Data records
-- Begin --

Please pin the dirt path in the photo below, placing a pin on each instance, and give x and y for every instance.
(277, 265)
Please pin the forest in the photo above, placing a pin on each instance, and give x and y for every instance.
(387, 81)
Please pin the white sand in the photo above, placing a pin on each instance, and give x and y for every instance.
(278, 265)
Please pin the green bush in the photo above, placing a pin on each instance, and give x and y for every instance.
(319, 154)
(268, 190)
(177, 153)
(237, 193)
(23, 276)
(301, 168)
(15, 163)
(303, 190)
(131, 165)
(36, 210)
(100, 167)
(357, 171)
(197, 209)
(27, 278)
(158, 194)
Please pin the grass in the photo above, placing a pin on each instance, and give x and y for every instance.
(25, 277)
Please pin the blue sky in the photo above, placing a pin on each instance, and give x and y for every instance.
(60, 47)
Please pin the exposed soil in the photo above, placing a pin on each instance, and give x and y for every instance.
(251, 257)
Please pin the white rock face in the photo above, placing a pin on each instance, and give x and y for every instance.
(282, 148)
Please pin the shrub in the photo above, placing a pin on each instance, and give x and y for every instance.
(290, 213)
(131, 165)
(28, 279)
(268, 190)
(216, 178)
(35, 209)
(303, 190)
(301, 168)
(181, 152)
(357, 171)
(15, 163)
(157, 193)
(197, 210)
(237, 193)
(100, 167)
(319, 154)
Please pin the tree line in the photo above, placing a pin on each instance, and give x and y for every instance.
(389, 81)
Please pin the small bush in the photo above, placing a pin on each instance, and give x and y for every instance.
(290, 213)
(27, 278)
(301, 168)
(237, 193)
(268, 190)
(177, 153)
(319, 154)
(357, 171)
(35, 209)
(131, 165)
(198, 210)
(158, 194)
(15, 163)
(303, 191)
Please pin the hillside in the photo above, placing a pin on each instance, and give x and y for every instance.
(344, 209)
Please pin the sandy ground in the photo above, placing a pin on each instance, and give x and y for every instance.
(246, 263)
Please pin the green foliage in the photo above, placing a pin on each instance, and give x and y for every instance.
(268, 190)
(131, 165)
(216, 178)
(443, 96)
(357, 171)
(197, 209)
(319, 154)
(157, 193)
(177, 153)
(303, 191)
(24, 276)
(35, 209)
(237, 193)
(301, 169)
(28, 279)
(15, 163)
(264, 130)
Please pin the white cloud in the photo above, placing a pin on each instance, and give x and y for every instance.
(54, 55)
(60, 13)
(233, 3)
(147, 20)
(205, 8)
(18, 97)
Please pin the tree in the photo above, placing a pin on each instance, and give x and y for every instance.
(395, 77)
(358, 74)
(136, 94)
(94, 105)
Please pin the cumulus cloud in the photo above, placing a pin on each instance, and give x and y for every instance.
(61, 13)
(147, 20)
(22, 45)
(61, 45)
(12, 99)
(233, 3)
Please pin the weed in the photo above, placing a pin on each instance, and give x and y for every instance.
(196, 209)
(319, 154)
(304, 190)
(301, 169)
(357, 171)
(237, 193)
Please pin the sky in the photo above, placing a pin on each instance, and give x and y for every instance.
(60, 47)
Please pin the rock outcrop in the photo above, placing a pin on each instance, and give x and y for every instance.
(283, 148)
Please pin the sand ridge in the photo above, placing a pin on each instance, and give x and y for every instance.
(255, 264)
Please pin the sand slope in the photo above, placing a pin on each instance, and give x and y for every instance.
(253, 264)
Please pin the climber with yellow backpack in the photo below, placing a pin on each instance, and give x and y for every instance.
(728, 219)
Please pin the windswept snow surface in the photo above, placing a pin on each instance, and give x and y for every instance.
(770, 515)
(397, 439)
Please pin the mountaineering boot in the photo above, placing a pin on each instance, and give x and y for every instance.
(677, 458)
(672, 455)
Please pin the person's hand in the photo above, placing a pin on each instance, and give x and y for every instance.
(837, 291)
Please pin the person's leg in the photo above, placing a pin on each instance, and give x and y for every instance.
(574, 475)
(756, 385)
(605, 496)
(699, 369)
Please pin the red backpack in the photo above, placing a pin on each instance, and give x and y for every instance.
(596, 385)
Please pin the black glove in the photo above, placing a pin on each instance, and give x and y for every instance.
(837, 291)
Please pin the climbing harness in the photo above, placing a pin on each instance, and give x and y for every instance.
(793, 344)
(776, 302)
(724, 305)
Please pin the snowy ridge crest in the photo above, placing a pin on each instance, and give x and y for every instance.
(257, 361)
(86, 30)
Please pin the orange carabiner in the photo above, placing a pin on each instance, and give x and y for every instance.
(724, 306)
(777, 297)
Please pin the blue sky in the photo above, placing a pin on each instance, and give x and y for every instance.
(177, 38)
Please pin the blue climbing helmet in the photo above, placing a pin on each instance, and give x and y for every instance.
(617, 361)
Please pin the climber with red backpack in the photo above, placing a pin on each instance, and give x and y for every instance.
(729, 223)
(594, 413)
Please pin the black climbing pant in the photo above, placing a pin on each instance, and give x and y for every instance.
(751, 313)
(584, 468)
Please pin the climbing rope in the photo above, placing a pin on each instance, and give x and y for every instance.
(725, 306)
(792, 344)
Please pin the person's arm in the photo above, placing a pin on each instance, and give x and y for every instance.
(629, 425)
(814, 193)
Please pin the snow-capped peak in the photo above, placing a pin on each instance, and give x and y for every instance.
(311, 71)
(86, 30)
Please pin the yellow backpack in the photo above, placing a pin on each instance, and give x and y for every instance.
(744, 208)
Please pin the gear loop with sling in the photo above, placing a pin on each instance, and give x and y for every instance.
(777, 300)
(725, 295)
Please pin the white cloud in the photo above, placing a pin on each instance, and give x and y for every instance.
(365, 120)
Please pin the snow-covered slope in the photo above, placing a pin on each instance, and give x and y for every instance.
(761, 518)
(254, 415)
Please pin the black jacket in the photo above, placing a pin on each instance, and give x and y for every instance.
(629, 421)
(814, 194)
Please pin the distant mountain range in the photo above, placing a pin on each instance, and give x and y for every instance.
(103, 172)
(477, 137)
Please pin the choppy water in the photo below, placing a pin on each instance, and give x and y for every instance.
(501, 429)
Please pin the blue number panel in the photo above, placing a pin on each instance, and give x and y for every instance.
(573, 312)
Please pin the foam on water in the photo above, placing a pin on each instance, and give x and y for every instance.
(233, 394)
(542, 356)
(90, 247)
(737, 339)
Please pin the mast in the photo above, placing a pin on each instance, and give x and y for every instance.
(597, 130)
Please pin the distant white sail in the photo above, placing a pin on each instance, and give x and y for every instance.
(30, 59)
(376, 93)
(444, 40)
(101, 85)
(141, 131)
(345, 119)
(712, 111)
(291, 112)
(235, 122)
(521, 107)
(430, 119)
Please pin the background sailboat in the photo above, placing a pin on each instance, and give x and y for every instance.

-- End --

**EXERCISE DESCRIPTION:**
Reproduce every line of the rows from the line containing "Please pin the foam" through the end of the rows, requests included. Multiply each x and y coordinate in the answers by 2.15 and round to the nearest whole number, with halves rounded up.

**THE SOLUTION:**
Please pin the foam on water in the photo above, placing a pin on each instance, and give x and y for every instance.
(501, 847)
(1165, 765)
(194, 531)
(1585, 729)
Please pin the mast in the photo above, placing a pin on each instance, and give x and y for every instance.
(1284, 280)
Please pin the distant white sail in the photo above, placing a pin on each instance, and give x and y for every instance.
(65, 127)
(808, 200)
(955, 86)
(217, 183)
(303, 282)
(742, 256)
(1531, 239)
(626, 241)
(505, 262)
(1120, 230)
(925, 256)
Please pin the background sailboat in the photo above, placing a pin on each instance, and give x and y for every instance.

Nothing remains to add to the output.